阅读材料
中国法律权力的联邦制实践——以劳动合同法领域为例







刘建

北京大学社会学系博士研究生








摘要:本文探讨了长时段工业发展情境下劳动争议治理的实践过程及其情法意涵,考察了地方政府调处劳动争议的差异化问题。研究发现,本地工业基础及其变迁深刻形塑了地方政府的情法认知,使其针对底线型争议和补偿型争议形成了不同取向的治理风格:底线型争议的治理遵循道义和科层的逻辑,倾向于实质化保障劳动者基础权益,体现情感道德保护和法律实用主义取向;补偿型争议的治理遵循以工业发展实际为核心的地方逻辑,倾向于保护当地企业经营,显示了区域情理对劳动法的调适作用。虽然地方政府以调解的方式实践“情法两平”,但仍需警惕其过度解读情理和让渡劳工权益的行为。

关键词:劳动争议;调解;法律;情理;劳动治理






一、引言

自市场化转型以来,单位制解体、政企分离,劳资双方通过市场博弈来追求各自利益,最终在劳动法层面形成了“劳动者”“用人单位”和“国家”的三方结构(孙立平等,1994;阎天,2022)。原本建立在身份基础之上的社会契约被市场契约/法律契约取代,工人与单位(国家)的永久性劳动关系演变为劳动者与用人单位的有限性雇佣关系(李锦峰,2013)。这一时期,国企改制引发的集体性纠纷开始受到社会和学界的关注(刘爱玉,2003;佟新,2006;陈峰,2020)。进入21世纪,国企领域的劳资关系趋于平和,而民营企业中的个体型劳资纠纷持续增加,波及众多劳动者,争议类型也日益复杂(姚先国,2005;Chen& Xu,2012;庄文嘉,2013)。

面对复杂多样的劳动争议问题,国家不仅恢复了劳动争议处理制度,还通过制定劳动法来规范劳资关系。在此过程中,地方政府在劳动争议治理中发挥了主导作用。地方政府采用纠纷调解、强制维稳、法律威慑、情理安抚等方式来化解劳资纠纷(Cai,2008;Su & He, 2010;郑广怀,2010;程秀英,2012,2015;汪建华,2018),体现出摆平事件的策略取向。以往的研究虽然深入探讨了地方政府化解集体劳资纠纷的技术和方法,但相对忽略了其在治理不同类型劳动争议中的差异性角色,也未能深入揭示治理策略背后的情法”逻辑,尤其是对劳动法律与地方民情之间的调适关系关注不足。近来的研究开始重视劳工政治的区域特质,指出不同区域(如内陆城市、长三角与珠三角)的工业化发展模式造就了差异性的劳动体制(万向东等,2006;刘林平、雍昕等,2011;汪建华,2017;汪建华等,2018),不同区域的地方政府在劳动治理中的角色存在差异,因此剖析一个具体区域的劳动治理过程及其变迁具有重要的学理价值。目前学界对于具体区域的考察仍有较大讨论空间。

任务要求
1. 根据阅读材料的摘要，底线型争议的治理遵循哪两种逻辑？
2. 请输出阅读材料中从“摘要:本文探讨了长时段工业发”到“012;庄文嘉,2013)。”的这一段原文。
下面的数据取自其他来源。

数据节选
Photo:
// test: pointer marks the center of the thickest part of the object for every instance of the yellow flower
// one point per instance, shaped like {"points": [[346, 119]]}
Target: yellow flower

参考答案
1. 道义和科层的逻辑。

2.
摘要:本文探讨了长时段工业发展情境下劳动争议治理的实践过程及其情法意涵,考察了地方政府调处劳动争议的差异化问题。研究发现,本地工业基础及其变迁深刻形塑了地方政府的情法认知,使其针对底线型争议和补偿型争议形成了不同取向的治理风格:底线型争议的治理遵循道义和科层的逻辑,倾向于实质化保障劳动者基础权益,体现情感道德保护和法律实用主义取向;补偿型争议的治理遵循以工业发展实际为核心的地方逻辑,倾向于保护当地企业经营,显示了区域情理对劳动法的调适作用。虽然地方政府以调解的方式实践“情法两平”,但仍需警惕其过度解读情理和让渡劳工权益的行为。

关键词:劳动争议;调解;法律;情理;劳动治理






一、引言

自市场化转型以来,单位制解体、政企分离,劳资双方通过市场博弈来追求各自利益,最终在劳动法层面形成了“劳动者”“用人单位”和“国家”的三方结构(孙立平等,1994;阎天,2022)。原本建立在身份基础之上的社会契约被市场契约/法律契约取代,工人与单位(国家)的永久性劳动关系演变为劳动者与用人单位的有限性雇佣关系(李锦峰,2013)。这一时期,国企改制引发的集体性纠纷开始受到社会和学界的关注(刘爱玉,2003;佟新,2006;陈峰,2020)。进入21世纪,国企领域的劳资关系趋于平和,而民营企业中的个体型劳资纠纷持续增加,波及众多劳动者,争议类型也日益复杂(姚先国,2005;Chen& Xu,2012;庄文嘉,2013)。